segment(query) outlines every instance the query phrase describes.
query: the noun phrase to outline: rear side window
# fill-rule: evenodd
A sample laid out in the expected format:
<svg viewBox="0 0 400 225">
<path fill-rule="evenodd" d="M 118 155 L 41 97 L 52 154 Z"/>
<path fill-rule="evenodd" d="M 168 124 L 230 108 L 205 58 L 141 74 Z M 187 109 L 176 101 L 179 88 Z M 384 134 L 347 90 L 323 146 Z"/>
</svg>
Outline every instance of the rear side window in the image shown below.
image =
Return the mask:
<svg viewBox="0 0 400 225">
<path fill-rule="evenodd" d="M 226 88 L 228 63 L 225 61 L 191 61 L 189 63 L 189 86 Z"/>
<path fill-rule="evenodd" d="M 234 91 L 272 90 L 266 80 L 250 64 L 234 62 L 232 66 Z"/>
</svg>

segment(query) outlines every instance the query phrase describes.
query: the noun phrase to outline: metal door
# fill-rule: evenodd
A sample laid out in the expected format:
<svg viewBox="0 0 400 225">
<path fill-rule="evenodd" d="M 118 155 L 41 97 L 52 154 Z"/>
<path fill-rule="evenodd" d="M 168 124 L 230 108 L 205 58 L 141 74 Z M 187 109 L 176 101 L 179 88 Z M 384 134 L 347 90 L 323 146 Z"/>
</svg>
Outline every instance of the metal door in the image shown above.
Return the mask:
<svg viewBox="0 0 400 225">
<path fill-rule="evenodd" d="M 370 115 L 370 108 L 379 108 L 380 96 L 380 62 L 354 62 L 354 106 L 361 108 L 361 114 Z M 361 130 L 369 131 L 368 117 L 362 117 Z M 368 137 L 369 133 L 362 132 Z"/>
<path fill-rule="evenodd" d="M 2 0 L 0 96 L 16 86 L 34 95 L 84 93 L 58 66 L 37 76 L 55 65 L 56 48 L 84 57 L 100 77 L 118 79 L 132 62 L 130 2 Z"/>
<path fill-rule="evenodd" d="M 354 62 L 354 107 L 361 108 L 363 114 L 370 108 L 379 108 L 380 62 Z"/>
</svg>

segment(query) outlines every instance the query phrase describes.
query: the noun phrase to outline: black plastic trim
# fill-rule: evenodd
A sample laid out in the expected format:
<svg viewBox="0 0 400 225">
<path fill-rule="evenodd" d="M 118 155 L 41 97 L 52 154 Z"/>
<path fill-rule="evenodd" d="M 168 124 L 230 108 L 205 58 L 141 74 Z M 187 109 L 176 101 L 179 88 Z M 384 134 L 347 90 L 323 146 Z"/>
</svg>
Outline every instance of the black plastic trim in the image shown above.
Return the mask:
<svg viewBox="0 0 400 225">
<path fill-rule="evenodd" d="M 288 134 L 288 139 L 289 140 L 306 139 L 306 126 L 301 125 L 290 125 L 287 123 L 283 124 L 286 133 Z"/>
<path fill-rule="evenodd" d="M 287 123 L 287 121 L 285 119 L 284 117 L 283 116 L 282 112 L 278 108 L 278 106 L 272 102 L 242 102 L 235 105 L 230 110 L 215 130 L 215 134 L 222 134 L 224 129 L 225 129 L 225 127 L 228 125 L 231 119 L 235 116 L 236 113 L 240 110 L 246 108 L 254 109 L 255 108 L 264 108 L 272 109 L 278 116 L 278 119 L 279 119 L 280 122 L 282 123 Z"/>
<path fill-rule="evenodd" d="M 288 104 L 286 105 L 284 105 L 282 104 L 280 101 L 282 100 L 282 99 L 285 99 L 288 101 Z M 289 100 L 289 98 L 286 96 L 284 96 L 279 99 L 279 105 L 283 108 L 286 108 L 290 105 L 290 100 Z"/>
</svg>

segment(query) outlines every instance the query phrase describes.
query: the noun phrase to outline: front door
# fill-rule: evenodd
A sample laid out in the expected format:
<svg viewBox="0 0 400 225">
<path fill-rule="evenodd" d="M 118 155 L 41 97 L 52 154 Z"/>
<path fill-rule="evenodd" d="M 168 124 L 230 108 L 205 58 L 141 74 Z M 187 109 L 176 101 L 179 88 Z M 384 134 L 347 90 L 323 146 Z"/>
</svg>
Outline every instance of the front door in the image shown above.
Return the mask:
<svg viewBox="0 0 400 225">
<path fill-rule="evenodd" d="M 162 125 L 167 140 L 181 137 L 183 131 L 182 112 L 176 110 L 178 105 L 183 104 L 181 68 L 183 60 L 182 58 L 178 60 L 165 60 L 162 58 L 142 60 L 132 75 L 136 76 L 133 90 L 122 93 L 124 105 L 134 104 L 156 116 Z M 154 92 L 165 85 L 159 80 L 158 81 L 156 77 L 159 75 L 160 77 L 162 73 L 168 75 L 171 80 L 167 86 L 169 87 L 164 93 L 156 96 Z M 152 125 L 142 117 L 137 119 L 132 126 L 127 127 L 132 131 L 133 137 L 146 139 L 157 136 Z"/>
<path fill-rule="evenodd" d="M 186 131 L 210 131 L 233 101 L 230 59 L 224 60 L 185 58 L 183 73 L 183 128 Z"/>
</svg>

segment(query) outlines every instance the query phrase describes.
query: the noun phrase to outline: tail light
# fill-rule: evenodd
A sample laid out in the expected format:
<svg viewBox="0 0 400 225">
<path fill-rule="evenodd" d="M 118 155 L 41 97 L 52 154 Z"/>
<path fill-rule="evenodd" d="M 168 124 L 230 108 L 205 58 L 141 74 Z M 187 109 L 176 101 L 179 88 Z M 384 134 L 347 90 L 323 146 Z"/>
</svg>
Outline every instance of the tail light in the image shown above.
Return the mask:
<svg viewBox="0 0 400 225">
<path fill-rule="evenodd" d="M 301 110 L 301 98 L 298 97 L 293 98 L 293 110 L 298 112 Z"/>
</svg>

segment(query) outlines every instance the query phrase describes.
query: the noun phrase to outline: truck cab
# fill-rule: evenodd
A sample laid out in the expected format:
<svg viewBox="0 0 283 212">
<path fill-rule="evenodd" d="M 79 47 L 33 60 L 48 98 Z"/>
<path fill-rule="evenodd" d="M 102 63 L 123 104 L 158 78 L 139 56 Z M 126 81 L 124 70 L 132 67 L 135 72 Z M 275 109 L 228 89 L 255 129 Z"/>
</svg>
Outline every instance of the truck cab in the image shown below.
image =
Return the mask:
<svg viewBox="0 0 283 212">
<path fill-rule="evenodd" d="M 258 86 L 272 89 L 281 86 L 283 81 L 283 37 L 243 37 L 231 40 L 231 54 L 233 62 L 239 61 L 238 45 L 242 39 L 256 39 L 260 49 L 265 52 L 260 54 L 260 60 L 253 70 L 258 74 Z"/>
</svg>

= What the task requires =
Give only the number of lines above that contain the string "front", where case counts.

= Final result =
2